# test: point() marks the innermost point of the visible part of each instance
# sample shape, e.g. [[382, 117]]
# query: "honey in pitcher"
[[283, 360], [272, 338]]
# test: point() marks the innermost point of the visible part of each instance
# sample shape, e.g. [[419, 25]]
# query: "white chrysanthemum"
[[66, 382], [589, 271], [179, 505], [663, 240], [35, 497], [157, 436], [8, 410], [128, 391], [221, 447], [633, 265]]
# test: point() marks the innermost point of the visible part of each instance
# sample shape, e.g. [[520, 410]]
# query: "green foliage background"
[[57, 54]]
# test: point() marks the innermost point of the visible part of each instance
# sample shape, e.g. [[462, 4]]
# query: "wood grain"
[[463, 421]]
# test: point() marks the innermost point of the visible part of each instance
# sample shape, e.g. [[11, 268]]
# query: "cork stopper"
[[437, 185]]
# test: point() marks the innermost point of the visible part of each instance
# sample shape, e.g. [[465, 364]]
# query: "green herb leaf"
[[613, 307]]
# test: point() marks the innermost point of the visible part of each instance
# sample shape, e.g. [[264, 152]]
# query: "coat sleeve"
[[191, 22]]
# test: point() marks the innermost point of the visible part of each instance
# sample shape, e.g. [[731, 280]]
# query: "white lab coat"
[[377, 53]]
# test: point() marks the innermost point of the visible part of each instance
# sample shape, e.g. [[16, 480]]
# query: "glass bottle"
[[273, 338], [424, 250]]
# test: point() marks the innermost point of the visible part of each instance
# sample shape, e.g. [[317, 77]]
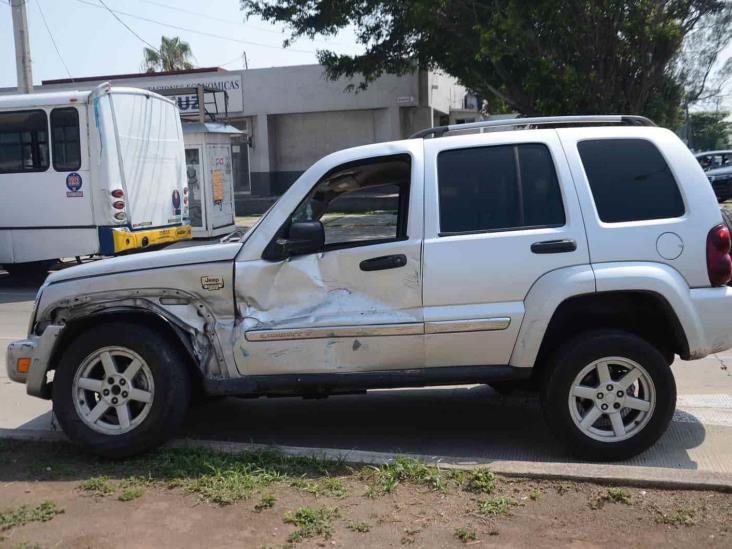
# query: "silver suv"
[[576, 256]]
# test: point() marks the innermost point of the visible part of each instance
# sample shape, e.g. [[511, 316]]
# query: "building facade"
[[293, 116]]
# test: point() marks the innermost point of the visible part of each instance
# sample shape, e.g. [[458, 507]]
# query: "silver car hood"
[[149, 260]]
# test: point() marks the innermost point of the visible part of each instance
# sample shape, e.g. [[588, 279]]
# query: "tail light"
[[719, 262]]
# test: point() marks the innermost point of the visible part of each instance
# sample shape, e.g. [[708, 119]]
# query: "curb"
[[601, 473]]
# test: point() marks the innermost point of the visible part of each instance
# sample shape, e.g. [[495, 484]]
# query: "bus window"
[[65, 139], [23, 141]]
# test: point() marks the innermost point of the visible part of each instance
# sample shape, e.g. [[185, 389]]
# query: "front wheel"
[[609, 395], [121, 389]]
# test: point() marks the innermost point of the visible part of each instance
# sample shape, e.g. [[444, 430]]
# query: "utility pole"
[[22, 46]]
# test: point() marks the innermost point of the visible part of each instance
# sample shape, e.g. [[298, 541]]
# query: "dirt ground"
[[53, 496]]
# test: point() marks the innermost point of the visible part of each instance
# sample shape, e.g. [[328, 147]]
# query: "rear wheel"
[[609, 395], [121, 389]]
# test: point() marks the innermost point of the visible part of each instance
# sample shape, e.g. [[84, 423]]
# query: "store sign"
[[188, 104]]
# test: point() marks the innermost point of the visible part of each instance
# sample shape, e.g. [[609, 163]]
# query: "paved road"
[[459, 422]]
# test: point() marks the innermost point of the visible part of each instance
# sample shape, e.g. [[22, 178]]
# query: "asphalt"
[[455, 426]]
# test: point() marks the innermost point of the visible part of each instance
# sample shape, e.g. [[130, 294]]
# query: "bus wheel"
[[30, 270]]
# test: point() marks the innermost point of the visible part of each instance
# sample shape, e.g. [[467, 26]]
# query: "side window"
[[361, 203], [630, 180], [500, 188], [23, 141], [65, 139]]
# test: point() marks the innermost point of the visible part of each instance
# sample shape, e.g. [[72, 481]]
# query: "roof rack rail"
[[625, 120]]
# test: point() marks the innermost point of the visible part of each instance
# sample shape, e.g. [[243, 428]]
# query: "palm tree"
[[173, 55]]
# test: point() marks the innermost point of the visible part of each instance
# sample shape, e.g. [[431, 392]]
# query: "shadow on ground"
[[464, 422]]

+===+

WHAT TO DO |
Quote every line of the records above exactly; no picture is to be copied.

EXERCISE SOLUTION |
# test: point() marks the innermost point of the visible part of each instance
# sample shape, e.g. [[382, 117]]
# query: "honey in pitcher"
[[283, 360], [272, 338]]
# test: point() marks the innermost point of the visible part of each instance
# sample shape, e.g. [[419, 25]]
# query: "white chrysanthemum"
[[66, 382], [589, 271], [179, 505], [663, 240], [35, 497], [157, 436], [8, 410], [128, 391], [221, 447], [633, 265]]
# test: point() marks the innermost point of the visible part of each instance
# sample shape, e.g. [[520, 410]]
# query: "green foliage background"
[[57, 54]]
# test: point() marks the innermost point of the visible part of each instance
# sample shape, e.g. [[462, 4]]
# query: "wood grain"
[[463, 421]]
# test: point() marks the innermost point of the visible part of each instance
# sample shape, e.g. [[11, 268]]
# query: "cork stopper"
[[437, 185]]
# test: point() marks the innermost point of the visible part of each instance
# sample shape, e.g. [[465, 364]]
# query: "green herb leaf"
[[613, 307]]
# test: point() marks the innermost point of the visible part of each instance
# sample shape, e.g. [[264, 152]]
# query: "coat sleeve"
[[191, 22]]
# test: point() marks the innermost point of the visible part of each instance
# sample shape, e.g. [[731, 280]]
# query: "white lab coat"
[[377, 53]]
# test: point() marks the innermost point of the visible part of each instance
# sample shape, e.g. [[16, 480]]
# query: "glass bottle"
[[273, 338], [424, 250]]
# test: point() marks the innermost point of the visible part of each instance
# sample shape, e.g. [[317, 77]]
# query: "silver suv"
[[576, 256]]
# test: point() marks the innermost point of the visible part of each instance
# sample shape, e.g. [[511, 316]]
# query: "building facade"
[[293, 116]]
# test: point() marks the innermost point of the visible part of each instance
# sample shape, e.g. [[458, 507]]
# query: "silver car hood"
[[149, 260]]
# test: point() marks the innermost point of the visible part of each instance
# sample shape, e.g. [[588, 279]]
# query: "tail light"
[[719, 262]]
# test: point() marks the innermost point of the visible part of each instance
# sample shape, e.g. [[708, 119]]
# query: "curb"
[[601, 473]]
# test: point() marks the innermost point of the visible part of each instance
# sample shape, e.g. [[495, 484]]
# query: "bus window"
[[65, 139], [23, 141]]
# test: point() marks the innermost point of the visible part of each instance
# sample shape, e.g. [[185, 389]]
# query: "front wheel"
[[609, 395], [121, 389]]
# test: point() marks the innermost point of the visible part of each instance
# sample shape, e.g. [[444, 430]]
# query: "utility pole"
[[22, 46]]
# test: point() marks the innermost point of the visible part of each instance
# sample shape, e.g. [[298, 541]]
# query: "dirt ground"
[[53, 496]]
# test: point() marks the innermost point of the visible part of each instance
# sample shape, e.g. [[328, 147]]
# query: "rear wheel"
[[609, 395], [121, 389]]
# test: point() marks the innermost point of the visible part of each instance
# sample shape, e.g. [[84, 423]]
# query: "store sign"
[[188, 104]]
# test: point() marks the innermost point of the visible part of each instance
# sample shape, e.g. [[609, 163]]
# query: "paved road"
[[459, 422]]
# test: point() marks the innermost point of the visible part of each instance
# sample shape, e.g. [[22, 178]]
# query: "asphalt"
[[455, 426]]
# test: point() marks the innermost point of the visible part of each instance
# sample shape, e.g. [[130, 294]]
# query: "bus wheel"
[[30, 270]]
# test: point() marks the innermost point of the visible part of each instance
# sample shape, e.g. [[467, 26]]
# query: "side window"
[[361, 203], [630, 180], [500, 188], [23, 141], [65, 139]]
# test: point() marks the innermost point of the visible part of each instance
# sample shape, e.g. [[72, 481]]
# query: "roof rack rail"
[[625, 120]]
# test: point() marks the innermost point of the visible part of each instance
# sample shape, e.g. [[243, 428]]
# query: "palm tree"
[[173, 55]]
# test: point() marks the innermost point of the visible part of each instance
# sample shape, e.g. [[431, 392]]
# query: "shadow on ground"
[[464, 422]]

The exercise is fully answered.